**What you should do**
Everything in the data below is left aside except the lines from the one containing "Can you see the front wheel?" through the one containing "Can you see the windshield wiper?"; repeat those exactly.

**Data for the task**
- - - -

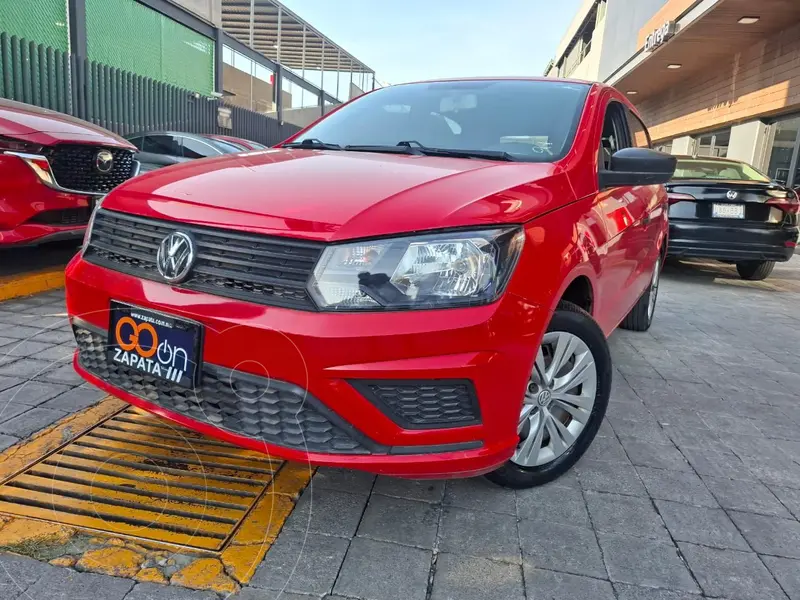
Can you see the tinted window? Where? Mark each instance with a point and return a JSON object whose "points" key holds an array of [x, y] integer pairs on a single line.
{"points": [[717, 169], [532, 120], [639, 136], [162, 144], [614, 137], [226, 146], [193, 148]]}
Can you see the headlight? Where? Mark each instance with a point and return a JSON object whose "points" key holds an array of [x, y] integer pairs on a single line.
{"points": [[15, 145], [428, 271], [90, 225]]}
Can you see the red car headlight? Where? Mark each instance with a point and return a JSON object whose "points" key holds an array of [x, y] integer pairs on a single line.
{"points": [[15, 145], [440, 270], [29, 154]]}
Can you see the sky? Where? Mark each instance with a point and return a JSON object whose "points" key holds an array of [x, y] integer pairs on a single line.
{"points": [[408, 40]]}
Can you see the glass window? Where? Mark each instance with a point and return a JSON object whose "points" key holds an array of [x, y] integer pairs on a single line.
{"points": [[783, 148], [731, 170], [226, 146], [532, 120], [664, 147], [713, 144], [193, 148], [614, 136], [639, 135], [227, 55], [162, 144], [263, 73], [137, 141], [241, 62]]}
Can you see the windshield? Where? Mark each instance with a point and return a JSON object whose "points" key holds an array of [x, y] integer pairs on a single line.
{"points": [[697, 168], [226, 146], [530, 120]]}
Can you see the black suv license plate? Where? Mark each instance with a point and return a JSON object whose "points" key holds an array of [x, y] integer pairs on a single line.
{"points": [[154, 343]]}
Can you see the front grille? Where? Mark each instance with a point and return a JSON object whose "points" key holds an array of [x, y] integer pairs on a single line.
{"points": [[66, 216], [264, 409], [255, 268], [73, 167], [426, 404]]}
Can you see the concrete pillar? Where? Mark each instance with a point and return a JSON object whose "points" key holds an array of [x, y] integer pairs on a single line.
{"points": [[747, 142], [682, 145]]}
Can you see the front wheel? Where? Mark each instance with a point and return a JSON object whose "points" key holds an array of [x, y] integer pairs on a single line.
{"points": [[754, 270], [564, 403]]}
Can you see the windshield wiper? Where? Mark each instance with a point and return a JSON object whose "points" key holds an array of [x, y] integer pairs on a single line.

- - - -

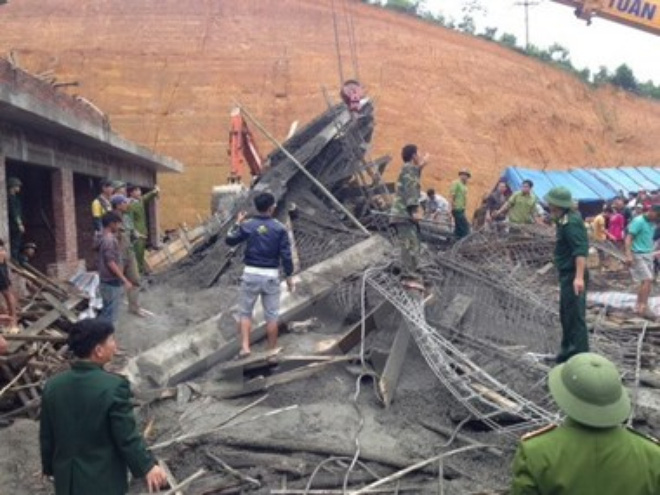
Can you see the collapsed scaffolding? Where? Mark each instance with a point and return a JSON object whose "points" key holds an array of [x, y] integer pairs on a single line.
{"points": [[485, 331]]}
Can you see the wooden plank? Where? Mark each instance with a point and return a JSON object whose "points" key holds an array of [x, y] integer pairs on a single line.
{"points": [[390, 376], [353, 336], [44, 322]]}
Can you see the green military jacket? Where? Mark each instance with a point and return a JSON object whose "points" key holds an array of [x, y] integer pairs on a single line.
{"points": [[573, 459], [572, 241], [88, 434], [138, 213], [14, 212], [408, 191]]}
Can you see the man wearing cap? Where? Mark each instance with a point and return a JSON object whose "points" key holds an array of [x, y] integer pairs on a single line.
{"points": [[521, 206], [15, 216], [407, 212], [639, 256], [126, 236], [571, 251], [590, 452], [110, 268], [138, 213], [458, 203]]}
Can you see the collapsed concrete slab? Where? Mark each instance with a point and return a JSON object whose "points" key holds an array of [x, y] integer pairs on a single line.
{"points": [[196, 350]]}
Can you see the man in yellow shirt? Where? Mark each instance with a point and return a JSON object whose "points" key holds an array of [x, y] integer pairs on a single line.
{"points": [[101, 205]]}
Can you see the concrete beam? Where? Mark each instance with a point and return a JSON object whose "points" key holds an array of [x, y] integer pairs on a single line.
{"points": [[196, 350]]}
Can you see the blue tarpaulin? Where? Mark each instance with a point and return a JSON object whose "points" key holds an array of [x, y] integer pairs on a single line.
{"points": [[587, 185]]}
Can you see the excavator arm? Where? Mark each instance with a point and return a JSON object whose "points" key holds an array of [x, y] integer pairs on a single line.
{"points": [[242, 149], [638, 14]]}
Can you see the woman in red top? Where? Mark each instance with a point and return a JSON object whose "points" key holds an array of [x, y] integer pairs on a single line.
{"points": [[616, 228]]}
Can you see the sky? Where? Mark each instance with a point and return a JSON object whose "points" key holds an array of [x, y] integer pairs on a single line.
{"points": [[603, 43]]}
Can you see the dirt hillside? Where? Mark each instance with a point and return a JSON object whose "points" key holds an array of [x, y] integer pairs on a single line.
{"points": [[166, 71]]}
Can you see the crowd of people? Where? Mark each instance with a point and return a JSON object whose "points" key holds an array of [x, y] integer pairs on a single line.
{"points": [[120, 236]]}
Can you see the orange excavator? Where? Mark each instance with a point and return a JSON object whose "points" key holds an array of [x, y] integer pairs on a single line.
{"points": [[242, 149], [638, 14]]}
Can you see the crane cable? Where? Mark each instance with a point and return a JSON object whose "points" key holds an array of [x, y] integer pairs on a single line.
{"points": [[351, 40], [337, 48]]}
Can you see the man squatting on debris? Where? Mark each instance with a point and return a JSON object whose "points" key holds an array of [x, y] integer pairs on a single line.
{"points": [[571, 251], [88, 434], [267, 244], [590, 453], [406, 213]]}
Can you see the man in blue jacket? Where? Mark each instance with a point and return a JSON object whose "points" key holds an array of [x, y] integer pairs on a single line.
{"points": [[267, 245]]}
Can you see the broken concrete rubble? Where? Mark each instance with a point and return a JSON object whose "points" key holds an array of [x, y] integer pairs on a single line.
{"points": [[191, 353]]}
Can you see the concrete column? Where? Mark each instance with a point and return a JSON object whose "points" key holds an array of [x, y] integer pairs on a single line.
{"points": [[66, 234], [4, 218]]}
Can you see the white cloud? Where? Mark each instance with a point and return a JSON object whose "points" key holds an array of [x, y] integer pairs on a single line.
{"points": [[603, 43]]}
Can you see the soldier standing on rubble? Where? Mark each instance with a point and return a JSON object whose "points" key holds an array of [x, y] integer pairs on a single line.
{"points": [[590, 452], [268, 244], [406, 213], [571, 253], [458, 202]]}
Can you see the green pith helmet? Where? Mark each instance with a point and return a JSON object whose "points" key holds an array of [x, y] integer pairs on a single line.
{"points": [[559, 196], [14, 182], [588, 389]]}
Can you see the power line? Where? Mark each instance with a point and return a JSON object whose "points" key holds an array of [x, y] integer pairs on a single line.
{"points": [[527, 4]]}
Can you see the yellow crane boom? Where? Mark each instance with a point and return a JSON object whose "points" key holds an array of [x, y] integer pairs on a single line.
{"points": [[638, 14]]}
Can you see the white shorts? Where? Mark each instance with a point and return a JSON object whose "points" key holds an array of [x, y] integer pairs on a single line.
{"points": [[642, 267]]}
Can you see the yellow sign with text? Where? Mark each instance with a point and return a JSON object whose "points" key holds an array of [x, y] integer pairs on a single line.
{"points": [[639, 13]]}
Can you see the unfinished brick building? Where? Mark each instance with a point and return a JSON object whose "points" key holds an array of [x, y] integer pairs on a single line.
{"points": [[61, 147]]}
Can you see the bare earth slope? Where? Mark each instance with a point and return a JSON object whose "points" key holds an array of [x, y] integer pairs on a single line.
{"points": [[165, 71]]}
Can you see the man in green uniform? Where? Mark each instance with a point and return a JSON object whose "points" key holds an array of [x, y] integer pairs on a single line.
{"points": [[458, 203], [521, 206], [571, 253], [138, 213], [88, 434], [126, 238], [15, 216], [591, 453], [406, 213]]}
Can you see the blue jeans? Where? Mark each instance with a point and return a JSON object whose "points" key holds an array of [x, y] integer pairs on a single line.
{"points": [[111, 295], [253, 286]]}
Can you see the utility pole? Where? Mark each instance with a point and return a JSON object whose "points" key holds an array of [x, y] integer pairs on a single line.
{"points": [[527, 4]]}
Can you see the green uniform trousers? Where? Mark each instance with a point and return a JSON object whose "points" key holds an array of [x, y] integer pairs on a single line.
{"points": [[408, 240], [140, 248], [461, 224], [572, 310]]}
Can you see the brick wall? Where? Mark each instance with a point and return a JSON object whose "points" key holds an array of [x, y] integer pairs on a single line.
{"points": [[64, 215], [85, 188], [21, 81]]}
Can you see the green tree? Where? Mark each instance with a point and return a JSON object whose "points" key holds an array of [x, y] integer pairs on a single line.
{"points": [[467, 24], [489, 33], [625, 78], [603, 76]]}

- - - -

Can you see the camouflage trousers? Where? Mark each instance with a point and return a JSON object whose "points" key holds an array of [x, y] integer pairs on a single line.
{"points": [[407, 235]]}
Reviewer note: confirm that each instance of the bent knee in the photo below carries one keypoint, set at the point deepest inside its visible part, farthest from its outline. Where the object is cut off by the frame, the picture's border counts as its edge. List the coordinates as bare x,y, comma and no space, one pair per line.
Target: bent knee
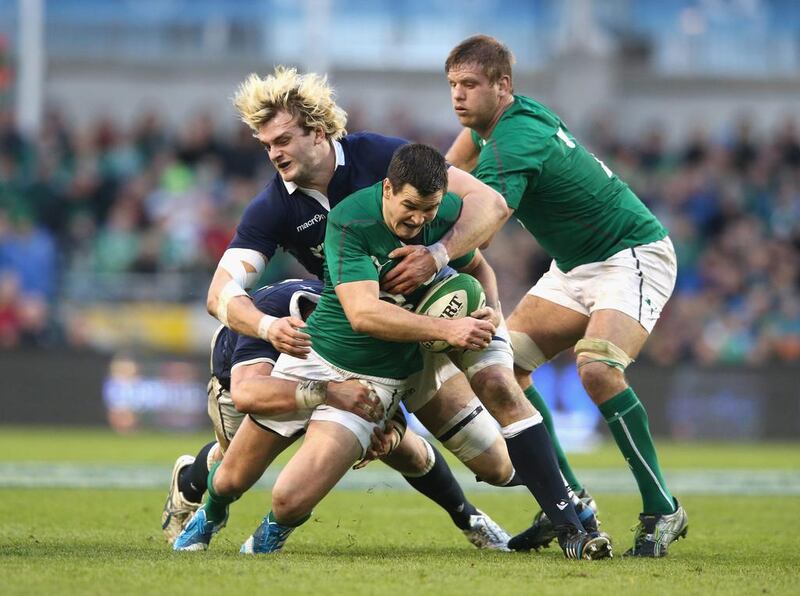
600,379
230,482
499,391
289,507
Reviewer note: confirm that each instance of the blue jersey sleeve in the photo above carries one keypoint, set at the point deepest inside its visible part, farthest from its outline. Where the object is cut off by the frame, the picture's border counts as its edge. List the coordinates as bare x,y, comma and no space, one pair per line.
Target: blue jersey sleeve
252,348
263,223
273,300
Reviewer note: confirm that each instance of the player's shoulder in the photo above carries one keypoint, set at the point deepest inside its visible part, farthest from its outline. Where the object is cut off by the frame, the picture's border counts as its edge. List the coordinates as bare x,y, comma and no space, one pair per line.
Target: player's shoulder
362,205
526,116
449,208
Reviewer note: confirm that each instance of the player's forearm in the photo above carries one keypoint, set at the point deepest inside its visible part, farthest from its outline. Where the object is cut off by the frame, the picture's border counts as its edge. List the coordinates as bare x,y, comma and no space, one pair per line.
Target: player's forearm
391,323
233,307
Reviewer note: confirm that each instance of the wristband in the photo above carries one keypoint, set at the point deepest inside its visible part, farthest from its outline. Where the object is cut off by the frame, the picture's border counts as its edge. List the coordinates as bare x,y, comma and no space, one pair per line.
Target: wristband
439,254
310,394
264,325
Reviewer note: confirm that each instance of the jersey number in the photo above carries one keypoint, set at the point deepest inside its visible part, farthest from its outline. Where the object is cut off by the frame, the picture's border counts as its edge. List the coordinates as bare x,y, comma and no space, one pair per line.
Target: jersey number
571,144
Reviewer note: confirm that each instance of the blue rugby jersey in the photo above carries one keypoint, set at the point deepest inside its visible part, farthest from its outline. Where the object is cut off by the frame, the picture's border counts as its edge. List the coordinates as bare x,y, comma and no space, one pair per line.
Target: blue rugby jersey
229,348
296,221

- - - -

**The completed task**
Can you see the front wheel? Where? Mark each instance with a point and return a JSON object whose "points" key holds an array of [x, y] integer pairs on a single line.
{"points": [[754, 270], [564, 403]]}
Can you see the windshield wiper? Where? Mark each instance with a point and return a JSON object whose "points" key holds an array of [x, y] integer pairs on a single line.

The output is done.